[Bir veri koleksiyonundan kayıtlar]
----
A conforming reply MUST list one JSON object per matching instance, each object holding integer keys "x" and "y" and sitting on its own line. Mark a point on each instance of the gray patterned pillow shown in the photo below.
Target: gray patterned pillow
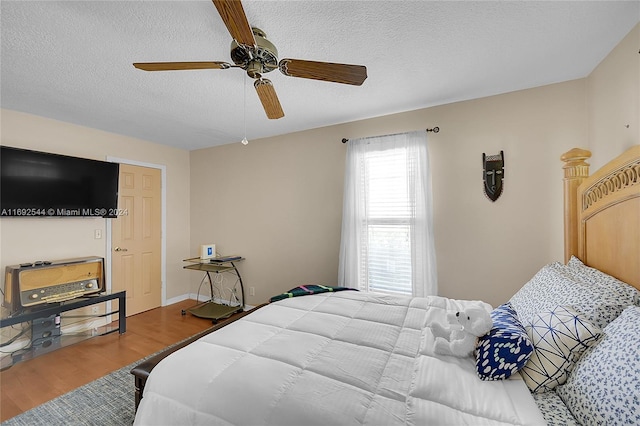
{"x": 600, "y": 297}
{"x": 604, "y": 386}
{"x": 559, "y": 338}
----
Yukarıdaki kayıtların tamamını, boş satırları atlayarak "Sıra" ve "Satır" sütunlarından oluşan bir Markdown tablosu olarak düzenler misin? Her satırın numarası "Sıra" sütununda, metni "Satır" sütununda yer alsın; resimleri ise cevaba almayın.

**Alıştırma Çıktısı**:
| Sıra | Satır |
|---|---|
| 1 | A conforming reply MUST list one JSON object per matching instance, each object holding integer keys "x" and "y" and sitting on its own line. Mark a point on each instance of the gray patterned pillow shown in the photo below. |
| 2 | Target: gray patterned pillow |
| 3 | {"x": 600, "y": 297} |
| 4 | {"x": 604, "y": 386} |
| 5 | {"x": 559, "y": 338} |